- _Task description_
Take the line that contains "Reviewer check: make sure each instance of the stool leg" as the first line and the last line of the records as the end. Please set down everything in that range exactly.
* * * * *
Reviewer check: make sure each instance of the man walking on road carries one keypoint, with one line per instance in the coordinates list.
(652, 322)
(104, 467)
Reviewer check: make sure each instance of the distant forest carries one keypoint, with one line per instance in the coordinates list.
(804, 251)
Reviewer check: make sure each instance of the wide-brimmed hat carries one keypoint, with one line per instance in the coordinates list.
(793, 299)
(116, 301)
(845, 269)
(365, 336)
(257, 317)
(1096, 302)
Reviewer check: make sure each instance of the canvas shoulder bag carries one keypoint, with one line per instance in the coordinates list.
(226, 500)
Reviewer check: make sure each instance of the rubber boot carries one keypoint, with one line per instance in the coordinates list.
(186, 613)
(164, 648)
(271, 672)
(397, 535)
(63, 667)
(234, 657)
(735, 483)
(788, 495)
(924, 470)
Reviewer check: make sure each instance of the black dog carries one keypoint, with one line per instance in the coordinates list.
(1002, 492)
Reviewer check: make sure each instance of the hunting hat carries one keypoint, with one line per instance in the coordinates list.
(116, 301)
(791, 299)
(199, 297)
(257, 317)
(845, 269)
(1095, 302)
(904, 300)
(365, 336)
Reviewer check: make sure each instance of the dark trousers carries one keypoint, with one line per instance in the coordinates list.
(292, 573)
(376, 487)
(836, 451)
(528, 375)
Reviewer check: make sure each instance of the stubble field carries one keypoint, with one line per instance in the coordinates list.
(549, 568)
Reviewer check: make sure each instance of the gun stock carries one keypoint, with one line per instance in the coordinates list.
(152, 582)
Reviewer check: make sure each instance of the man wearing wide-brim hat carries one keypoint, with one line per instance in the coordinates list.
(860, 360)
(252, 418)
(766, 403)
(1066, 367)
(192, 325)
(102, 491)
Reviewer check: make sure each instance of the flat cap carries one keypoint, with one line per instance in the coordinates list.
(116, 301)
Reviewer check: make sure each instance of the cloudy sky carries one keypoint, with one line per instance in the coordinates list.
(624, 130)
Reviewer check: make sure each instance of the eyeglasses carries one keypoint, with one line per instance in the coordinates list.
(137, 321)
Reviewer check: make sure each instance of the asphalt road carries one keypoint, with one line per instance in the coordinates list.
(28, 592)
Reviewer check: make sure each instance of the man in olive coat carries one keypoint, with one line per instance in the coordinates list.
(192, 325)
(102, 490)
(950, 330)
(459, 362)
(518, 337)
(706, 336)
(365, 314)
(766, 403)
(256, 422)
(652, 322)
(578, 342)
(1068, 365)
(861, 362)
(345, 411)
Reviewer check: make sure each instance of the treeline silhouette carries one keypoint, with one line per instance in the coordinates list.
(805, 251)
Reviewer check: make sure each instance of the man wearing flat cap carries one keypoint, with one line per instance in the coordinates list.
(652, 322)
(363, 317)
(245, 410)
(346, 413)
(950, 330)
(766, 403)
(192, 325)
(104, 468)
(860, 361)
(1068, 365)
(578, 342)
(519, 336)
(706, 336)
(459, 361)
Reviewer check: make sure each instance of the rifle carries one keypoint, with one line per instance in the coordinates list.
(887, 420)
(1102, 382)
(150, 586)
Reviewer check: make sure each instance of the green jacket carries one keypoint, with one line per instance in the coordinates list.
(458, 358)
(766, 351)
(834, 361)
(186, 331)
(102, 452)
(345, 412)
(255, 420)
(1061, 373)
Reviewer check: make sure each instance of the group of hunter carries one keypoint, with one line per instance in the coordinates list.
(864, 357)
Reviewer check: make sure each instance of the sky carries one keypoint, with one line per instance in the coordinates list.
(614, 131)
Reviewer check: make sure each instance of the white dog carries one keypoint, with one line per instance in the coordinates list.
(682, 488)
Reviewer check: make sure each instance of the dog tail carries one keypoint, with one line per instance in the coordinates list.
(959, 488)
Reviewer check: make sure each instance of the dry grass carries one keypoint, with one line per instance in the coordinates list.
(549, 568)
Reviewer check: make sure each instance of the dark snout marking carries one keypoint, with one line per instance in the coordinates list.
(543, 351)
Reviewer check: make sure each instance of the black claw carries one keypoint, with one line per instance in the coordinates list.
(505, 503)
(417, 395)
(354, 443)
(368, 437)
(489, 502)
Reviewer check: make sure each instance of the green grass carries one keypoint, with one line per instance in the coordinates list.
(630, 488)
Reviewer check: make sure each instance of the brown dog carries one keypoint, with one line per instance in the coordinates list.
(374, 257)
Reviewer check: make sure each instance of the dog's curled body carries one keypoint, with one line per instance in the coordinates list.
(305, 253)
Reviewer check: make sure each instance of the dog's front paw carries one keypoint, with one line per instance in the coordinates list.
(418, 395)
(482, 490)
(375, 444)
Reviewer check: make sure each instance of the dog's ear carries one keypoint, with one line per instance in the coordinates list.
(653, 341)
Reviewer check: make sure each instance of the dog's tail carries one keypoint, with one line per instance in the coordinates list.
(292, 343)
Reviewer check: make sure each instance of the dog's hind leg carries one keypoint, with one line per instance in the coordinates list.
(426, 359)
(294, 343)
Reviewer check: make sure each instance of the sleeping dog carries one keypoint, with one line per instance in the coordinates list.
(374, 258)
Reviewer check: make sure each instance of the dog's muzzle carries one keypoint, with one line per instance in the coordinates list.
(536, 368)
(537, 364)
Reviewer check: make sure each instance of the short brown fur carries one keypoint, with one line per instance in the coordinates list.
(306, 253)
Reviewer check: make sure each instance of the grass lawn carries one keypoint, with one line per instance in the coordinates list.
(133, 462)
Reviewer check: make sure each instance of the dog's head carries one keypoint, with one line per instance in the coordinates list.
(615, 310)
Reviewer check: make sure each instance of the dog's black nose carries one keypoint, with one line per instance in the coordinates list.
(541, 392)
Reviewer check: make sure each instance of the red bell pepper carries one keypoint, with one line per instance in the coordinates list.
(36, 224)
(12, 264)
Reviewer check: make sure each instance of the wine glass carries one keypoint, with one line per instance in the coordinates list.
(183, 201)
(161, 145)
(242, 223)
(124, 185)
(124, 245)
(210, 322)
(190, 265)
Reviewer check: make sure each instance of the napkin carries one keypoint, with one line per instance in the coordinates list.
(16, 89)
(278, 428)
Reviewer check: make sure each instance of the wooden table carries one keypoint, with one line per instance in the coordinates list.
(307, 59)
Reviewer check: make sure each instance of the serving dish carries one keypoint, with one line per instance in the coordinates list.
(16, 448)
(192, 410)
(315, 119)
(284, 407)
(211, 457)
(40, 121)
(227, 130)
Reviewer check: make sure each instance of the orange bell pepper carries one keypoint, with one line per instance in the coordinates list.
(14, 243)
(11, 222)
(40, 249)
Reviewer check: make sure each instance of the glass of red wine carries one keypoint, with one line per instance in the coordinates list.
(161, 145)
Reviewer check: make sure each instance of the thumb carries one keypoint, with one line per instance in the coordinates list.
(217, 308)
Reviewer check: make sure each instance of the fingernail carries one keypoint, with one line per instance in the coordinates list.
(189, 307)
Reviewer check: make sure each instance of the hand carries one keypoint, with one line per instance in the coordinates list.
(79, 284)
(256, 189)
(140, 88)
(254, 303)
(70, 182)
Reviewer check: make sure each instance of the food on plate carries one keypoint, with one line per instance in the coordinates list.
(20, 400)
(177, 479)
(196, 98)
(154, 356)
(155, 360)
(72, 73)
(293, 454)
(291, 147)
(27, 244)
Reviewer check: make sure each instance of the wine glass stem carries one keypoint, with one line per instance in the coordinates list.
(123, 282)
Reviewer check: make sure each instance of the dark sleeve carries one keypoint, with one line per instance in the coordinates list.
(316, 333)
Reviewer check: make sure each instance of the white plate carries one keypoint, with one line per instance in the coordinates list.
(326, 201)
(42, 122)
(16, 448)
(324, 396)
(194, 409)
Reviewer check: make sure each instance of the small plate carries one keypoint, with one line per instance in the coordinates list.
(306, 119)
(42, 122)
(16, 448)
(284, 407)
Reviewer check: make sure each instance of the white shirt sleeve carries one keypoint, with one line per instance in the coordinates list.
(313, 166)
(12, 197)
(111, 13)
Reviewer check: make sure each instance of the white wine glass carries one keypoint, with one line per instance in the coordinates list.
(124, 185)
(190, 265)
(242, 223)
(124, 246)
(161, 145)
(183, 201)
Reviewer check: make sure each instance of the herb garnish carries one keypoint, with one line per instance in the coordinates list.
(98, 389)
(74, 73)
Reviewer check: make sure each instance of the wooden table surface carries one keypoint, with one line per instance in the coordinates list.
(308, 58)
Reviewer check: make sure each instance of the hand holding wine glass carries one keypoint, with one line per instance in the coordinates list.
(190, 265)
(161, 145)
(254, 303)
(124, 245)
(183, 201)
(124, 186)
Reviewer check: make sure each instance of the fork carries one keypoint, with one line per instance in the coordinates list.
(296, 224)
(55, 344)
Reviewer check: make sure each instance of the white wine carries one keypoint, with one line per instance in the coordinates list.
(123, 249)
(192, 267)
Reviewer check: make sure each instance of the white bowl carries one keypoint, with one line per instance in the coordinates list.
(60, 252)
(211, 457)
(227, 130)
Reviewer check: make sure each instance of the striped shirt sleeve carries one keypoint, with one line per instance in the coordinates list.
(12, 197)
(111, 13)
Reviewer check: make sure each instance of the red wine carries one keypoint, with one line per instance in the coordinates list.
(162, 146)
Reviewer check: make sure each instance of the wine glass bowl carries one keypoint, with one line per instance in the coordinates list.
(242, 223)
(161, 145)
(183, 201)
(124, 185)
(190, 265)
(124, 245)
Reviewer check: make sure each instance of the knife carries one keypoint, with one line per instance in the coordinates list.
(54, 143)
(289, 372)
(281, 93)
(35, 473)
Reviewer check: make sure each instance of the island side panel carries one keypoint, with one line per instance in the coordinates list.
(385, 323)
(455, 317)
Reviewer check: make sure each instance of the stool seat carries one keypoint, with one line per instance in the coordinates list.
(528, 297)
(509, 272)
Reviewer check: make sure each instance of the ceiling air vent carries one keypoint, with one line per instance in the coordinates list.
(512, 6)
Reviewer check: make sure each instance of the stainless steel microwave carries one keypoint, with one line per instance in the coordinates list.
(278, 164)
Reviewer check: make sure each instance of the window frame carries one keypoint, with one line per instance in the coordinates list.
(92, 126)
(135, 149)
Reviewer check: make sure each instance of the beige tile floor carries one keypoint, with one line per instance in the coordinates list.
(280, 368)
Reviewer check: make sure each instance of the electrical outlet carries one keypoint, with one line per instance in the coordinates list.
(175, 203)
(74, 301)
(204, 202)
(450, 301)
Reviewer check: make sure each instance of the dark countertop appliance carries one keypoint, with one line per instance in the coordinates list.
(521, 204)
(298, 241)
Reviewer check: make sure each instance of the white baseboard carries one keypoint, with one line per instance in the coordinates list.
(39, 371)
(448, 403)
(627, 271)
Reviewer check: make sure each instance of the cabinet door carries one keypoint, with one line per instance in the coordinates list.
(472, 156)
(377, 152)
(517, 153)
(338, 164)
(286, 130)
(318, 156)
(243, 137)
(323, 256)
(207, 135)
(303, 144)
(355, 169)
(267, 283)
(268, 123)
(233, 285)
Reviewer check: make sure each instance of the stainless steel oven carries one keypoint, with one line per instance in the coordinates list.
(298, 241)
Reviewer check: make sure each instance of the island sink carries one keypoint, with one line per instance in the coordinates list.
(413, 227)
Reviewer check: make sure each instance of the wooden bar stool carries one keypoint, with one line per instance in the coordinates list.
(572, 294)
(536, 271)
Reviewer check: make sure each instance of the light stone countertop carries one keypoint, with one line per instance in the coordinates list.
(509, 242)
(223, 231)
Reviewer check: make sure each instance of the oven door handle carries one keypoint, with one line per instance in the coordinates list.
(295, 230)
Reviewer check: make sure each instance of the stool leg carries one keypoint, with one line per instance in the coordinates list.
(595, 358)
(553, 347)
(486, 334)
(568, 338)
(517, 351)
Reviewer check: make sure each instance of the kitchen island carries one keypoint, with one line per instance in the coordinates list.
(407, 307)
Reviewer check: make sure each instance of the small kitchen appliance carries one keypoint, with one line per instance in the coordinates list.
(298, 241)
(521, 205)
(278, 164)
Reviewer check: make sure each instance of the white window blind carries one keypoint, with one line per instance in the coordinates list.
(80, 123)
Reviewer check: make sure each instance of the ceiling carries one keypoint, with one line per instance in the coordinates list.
* * * * *
- _Result of this exercise_
Reviewer check: make sure each instance of the stool leg carries one keypoint, with one line per instance in the coordinates list.
(595, 358)
(553, 347)
(486, 334)
(568, 338)
(517, 351)
Reviewer check: make sure each instance of the kitchen island carries one keypoint, with one line per instance in the coordinates list.
(407, 307)
Reviewer check: make sure each instance of the small kitchen appliance carries one keypoint, with one line per instance in the coordinates list.
(298, 241)
(521, 205)
(278, 164)
Reviewer check: make sure each instance of the white window blind carries one keypoint, with one line per instance in the coordinates list.
(80, 123)
Reviewer check: make sure each instance of the ceiling carries one keypoint, with one line per instance in the coordinates list.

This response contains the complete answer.